(DATA SUPPLIED):
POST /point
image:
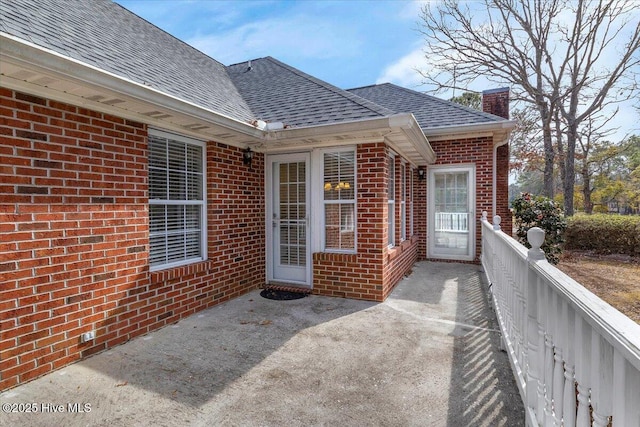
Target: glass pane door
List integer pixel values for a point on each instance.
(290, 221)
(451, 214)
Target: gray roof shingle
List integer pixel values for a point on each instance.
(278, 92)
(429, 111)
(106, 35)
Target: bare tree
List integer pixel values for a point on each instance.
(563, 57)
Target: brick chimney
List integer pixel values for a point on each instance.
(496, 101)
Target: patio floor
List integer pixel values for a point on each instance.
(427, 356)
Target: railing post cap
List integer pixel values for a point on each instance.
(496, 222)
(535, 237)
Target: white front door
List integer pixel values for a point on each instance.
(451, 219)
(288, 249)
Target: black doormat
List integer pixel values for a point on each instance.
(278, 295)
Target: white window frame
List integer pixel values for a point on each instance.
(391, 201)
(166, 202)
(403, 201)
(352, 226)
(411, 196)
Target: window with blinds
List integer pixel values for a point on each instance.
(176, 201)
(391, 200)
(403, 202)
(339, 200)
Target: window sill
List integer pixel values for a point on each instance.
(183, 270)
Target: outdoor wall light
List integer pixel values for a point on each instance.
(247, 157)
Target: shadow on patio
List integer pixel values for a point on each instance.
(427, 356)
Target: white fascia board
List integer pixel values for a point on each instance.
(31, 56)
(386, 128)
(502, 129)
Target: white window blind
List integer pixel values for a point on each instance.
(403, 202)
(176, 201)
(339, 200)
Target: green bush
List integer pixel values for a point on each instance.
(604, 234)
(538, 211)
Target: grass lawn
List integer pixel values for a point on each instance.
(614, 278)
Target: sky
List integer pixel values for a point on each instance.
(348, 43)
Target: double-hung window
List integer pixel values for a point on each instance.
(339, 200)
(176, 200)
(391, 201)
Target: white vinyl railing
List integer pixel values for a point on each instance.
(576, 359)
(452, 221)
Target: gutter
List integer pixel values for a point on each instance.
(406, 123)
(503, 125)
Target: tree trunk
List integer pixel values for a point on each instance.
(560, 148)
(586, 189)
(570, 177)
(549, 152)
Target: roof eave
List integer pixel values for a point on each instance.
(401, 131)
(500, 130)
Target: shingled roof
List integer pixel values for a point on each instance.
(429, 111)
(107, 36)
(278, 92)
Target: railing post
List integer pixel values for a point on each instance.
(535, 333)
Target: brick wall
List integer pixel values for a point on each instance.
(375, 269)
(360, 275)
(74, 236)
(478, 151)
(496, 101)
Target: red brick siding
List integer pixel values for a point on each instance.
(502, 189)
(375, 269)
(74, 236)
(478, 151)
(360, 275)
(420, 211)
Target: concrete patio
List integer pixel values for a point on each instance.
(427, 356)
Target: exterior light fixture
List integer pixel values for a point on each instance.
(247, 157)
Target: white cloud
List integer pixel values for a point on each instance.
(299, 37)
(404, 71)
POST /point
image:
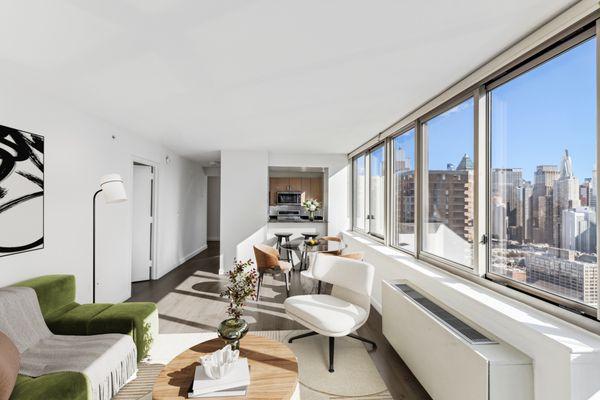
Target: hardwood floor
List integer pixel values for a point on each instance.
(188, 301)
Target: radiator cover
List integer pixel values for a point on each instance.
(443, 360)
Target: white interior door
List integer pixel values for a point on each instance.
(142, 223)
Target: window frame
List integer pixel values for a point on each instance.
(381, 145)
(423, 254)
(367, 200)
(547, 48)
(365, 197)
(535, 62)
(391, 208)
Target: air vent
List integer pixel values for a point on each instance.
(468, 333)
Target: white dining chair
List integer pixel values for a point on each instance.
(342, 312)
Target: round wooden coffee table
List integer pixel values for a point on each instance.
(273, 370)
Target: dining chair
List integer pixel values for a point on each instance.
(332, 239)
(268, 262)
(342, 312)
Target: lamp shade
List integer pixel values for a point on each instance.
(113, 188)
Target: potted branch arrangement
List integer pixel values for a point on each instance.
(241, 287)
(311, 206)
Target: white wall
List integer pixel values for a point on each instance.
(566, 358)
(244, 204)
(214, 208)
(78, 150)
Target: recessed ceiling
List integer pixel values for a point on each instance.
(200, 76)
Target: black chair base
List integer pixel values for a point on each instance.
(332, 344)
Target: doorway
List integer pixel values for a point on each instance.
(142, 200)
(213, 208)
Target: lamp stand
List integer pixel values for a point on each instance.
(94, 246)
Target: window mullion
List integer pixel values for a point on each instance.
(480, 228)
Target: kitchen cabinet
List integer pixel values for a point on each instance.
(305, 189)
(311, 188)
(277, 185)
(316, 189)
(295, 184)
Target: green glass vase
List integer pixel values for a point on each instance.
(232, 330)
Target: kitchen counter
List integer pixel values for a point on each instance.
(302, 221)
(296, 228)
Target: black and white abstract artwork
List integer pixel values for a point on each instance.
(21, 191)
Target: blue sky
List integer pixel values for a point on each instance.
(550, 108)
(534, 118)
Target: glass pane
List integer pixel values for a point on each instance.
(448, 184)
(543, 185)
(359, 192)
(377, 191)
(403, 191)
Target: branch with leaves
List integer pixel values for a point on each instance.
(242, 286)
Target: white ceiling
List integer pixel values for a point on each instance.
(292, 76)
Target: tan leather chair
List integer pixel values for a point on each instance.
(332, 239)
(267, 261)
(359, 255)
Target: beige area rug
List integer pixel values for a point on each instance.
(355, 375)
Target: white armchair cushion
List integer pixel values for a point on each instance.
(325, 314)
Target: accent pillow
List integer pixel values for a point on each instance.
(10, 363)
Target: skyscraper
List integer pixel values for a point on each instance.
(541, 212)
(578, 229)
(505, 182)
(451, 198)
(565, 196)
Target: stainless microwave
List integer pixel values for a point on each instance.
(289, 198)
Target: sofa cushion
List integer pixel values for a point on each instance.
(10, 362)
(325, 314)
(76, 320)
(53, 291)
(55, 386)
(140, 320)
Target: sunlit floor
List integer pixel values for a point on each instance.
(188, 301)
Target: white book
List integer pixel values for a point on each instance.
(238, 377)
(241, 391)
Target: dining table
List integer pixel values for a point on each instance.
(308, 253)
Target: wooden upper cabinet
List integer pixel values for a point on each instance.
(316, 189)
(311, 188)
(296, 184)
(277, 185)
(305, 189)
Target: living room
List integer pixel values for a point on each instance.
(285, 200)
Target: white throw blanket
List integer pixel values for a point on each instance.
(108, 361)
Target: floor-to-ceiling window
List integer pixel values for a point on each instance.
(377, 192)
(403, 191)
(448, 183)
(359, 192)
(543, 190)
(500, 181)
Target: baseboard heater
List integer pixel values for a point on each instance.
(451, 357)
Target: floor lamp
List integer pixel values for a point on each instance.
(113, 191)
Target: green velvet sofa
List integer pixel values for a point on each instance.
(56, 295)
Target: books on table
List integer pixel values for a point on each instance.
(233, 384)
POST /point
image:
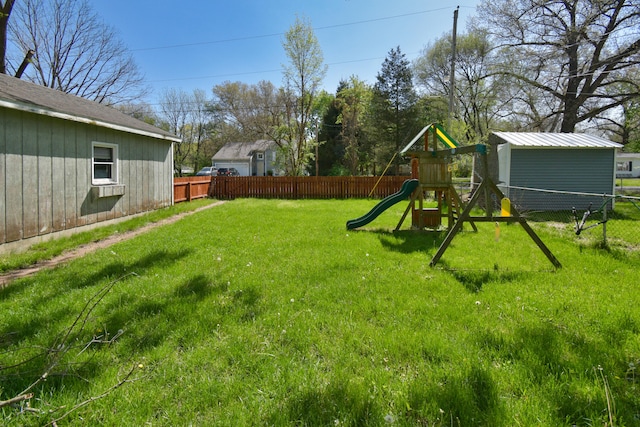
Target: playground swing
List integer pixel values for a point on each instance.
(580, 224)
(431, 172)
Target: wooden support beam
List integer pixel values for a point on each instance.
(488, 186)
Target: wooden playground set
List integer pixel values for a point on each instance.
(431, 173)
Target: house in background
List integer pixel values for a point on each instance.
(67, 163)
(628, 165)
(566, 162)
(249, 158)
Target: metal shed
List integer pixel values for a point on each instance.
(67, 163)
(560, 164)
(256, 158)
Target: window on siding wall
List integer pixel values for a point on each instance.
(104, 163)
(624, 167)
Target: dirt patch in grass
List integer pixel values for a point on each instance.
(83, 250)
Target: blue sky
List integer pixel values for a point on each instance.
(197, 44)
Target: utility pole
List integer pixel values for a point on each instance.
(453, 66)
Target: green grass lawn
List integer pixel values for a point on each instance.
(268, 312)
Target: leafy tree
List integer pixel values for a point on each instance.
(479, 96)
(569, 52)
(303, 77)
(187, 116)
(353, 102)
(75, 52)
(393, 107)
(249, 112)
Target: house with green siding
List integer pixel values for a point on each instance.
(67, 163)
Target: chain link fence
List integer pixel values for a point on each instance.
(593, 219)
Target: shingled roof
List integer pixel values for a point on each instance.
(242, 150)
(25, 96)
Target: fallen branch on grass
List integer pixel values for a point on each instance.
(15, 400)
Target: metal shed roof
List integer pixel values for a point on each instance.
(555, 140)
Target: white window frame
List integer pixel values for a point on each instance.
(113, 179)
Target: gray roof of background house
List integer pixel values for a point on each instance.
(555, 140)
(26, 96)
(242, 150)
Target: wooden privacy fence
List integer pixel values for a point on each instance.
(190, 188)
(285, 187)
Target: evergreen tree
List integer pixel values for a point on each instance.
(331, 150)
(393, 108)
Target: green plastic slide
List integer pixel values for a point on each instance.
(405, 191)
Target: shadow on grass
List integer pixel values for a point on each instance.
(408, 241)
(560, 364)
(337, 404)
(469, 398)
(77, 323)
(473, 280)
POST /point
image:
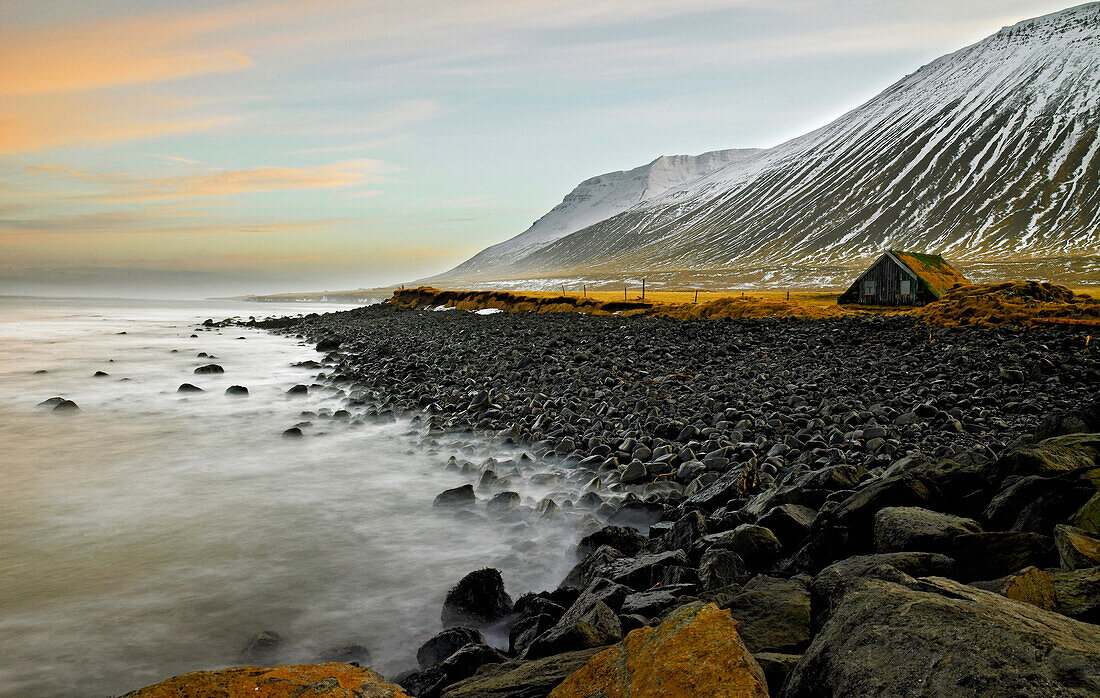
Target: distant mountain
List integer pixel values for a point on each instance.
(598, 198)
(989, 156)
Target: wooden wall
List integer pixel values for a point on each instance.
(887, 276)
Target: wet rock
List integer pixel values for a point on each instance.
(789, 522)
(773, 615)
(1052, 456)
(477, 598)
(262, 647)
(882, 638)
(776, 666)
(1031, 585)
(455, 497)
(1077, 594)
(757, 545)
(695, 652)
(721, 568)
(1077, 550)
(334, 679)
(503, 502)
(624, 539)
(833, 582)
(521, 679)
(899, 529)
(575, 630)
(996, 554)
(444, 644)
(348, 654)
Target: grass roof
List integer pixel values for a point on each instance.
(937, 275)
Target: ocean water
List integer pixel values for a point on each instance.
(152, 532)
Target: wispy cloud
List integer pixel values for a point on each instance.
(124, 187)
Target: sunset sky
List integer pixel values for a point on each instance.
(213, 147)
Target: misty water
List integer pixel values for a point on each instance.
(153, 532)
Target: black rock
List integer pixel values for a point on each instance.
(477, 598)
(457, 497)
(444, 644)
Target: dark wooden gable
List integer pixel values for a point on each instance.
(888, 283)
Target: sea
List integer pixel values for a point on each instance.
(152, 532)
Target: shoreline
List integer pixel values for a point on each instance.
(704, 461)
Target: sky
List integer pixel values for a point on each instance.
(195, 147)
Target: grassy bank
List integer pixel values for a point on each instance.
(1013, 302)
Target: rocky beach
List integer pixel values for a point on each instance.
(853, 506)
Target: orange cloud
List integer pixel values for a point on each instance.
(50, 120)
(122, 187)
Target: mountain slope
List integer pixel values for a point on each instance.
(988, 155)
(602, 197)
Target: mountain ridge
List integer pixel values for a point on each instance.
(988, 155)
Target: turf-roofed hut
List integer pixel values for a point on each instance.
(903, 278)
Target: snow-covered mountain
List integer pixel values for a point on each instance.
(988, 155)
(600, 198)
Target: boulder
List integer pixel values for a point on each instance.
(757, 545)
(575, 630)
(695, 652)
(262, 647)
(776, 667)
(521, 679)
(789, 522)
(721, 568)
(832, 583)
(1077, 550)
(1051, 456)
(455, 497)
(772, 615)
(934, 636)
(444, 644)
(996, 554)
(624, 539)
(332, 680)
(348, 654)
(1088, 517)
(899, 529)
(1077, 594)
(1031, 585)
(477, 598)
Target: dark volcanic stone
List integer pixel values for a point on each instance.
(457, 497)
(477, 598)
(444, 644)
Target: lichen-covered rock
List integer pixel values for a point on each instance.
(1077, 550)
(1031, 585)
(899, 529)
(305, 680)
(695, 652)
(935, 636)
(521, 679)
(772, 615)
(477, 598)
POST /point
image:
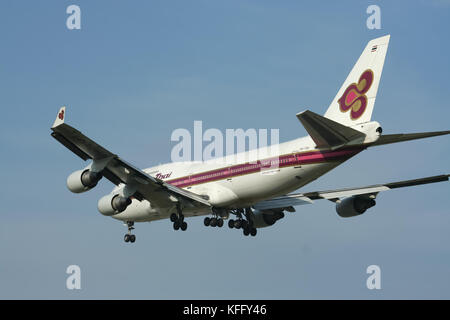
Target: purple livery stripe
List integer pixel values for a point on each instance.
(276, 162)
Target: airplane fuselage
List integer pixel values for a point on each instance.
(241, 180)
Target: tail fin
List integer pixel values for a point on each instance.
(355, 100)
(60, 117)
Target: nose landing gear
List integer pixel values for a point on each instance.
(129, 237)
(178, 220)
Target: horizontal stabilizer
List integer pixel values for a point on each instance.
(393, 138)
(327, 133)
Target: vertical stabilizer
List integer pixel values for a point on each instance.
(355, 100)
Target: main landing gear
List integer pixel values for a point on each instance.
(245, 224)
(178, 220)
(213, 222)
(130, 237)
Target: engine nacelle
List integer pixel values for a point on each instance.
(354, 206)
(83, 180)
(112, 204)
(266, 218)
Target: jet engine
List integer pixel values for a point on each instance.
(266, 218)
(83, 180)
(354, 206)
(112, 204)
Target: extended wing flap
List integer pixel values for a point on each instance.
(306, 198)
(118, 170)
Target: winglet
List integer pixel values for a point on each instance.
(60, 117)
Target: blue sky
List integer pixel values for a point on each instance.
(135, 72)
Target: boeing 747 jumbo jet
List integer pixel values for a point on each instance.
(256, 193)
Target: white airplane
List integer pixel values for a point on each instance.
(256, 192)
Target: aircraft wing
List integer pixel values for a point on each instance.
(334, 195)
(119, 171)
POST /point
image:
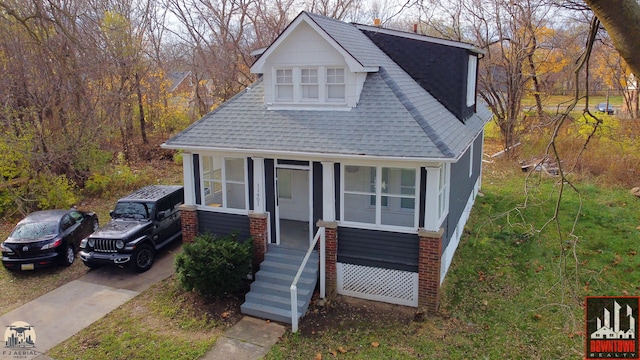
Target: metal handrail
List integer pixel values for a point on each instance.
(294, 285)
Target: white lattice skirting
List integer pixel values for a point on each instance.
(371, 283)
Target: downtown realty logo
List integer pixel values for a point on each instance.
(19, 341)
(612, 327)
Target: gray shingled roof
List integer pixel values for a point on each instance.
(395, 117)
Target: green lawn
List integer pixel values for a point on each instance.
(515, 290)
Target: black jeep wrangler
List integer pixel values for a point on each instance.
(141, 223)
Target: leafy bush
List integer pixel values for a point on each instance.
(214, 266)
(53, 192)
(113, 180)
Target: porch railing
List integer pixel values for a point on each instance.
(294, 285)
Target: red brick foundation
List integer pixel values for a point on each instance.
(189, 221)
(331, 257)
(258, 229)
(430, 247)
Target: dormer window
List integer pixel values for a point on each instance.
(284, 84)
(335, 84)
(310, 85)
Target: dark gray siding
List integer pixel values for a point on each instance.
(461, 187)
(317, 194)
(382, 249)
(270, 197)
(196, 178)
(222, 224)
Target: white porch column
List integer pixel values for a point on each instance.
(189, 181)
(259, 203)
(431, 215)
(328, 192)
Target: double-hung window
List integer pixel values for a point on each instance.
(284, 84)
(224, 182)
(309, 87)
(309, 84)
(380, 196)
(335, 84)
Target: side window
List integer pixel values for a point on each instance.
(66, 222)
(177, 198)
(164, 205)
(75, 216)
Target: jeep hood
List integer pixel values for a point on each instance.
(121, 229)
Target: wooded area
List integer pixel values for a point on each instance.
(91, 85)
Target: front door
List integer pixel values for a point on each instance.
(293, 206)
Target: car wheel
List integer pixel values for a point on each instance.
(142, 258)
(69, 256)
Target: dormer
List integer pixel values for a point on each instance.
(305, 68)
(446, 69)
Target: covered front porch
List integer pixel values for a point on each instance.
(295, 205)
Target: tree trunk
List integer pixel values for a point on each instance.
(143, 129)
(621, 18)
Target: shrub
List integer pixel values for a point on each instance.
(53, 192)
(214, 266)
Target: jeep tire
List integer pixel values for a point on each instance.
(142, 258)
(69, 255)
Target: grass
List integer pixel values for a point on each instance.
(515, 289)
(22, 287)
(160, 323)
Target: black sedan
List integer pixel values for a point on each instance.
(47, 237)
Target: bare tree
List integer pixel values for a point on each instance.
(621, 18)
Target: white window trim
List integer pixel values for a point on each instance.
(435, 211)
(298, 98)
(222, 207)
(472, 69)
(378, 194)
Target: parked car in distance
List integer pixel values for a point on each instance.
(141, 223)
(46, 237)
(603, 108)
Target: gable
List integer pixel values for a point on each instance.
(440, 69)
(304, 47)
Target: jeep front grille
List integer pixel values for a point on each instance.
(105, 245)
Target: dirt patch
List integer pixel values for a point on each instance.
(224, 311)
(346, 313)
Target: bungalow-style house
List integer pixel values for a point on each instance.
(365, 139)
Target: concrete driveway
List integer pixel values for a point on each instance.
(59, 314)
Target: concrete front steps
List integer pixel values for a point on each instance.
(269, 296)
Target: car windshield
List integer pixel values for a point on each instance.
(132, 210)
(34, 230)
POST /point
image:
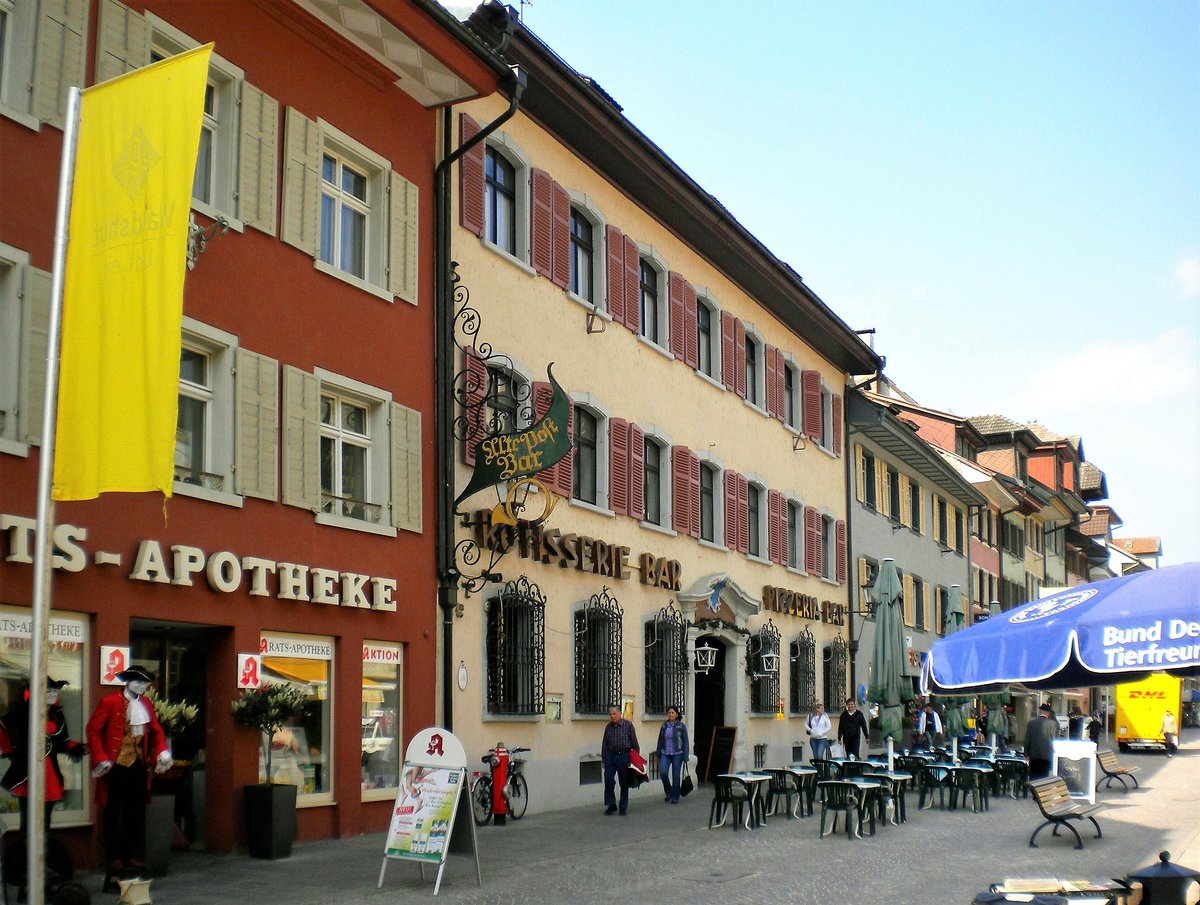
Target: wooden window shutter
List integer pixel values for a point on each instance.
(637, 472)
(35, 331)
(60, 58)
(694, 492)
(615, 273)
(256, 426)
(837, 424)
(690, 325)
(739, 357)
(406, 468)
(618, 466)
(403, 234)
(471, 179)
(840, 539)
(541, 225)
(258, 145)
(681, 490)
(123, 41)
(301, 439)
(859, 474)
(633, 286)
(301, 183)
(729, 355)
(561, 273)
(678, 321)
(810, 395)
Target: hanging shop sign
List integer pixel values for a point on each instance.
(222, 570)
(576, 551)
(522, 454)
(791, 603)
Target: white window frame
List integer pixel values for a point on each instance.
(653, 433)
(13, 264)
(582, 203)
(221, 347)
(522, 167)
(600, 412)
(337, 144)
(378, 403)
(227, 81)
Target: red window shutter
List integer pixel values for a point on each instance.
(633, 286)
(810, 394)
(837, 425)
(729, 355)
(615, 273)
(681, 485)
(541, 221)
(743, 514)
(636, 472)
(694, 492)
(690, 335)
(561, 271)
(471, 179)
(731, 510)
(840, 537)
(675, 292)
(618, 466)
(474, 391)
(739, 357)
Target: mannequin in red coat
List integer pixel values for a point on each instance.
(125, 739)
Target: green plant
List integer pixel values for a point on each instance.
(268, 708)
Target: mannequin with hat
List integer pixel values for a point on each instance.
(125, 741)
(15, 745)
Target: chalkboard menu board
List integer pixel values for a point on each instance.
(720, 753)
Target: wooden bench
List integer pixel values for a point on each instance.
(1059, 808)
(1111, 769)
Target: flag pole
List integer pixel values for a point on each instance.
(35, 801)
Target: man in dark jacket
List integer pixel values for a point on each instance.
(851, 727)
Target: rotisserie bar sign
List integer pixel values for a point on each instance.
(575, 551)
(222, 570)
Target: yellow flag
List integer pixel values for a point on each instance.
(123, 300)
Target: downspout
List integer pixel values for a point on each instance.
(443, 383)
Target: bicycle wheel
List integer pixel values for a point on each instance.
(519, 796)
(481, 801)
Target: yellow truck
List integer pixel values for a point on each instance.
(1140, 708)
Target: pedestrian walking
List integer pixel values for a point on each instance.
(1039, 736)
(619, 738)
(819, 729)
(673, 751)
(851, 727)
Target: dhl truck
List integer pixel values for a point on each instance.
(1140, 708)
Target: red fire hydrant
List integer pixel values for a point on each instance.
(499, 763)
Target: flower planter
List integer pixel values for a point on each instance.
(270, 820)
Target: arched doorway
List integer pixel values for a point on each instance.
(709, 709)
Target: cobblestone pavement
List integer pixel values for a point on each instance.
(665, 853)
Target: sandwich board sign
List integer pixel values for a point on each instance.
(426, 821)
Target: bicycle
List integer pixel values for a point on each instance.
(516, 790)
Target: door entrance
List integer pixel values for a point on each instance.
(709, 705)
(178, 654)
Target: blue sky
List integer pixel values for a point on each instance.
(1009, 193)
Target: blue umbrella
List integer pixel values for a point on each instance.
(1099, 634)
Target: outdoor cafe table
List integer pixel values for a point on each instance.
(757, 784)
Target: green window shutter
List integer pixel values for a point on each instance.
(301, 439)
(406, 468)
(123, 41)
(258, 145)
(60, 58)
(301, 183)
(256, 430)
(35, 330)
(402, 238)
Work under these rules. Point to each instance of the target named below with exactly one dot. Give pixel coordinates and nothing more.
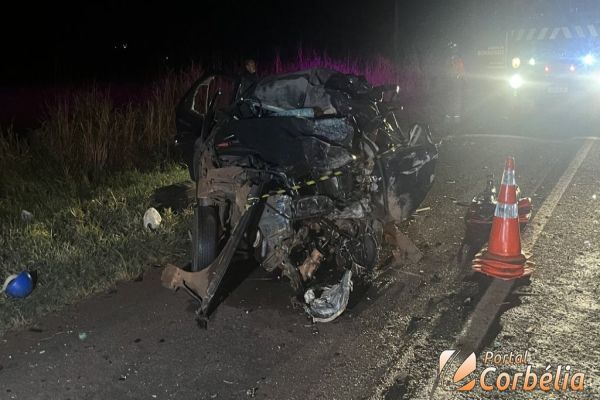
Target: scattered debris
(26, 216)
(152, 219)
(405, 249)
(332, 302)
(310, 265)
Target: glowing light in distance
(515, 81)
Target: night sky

(PROBLEM DETAILS): Leave out the pictures, and extract exactly the lines from the one with "Target: blue umbrella" through the end of the records, both ends included.

(ANSWER FOR THIS EXERCISE):
Target: blue umbrella
List integer pixel values for a point on each instance.
(1099, 634)
Target: outdoor cafe table
List integer pixel values for a point on each instance.
(757, 784)
Target: green window shutter
List integer pixel values for a point on each instance.
(301, 439)
(406, 468)
(123, 41)
(258, 145)
(60, 58)
(301, 183)
(256, 430)
(35, 330)
(402, 238)
Work under these rules. Point to each instance of the target named below with exactly one dot. Give pixel coordinates and nothing more.
Target: scattered debris
(26, 216)
(152, 219)
(405, 249)
(332, 302)
(310, 265)
Target: glowing light in distance
(515, 81)
Target: night sky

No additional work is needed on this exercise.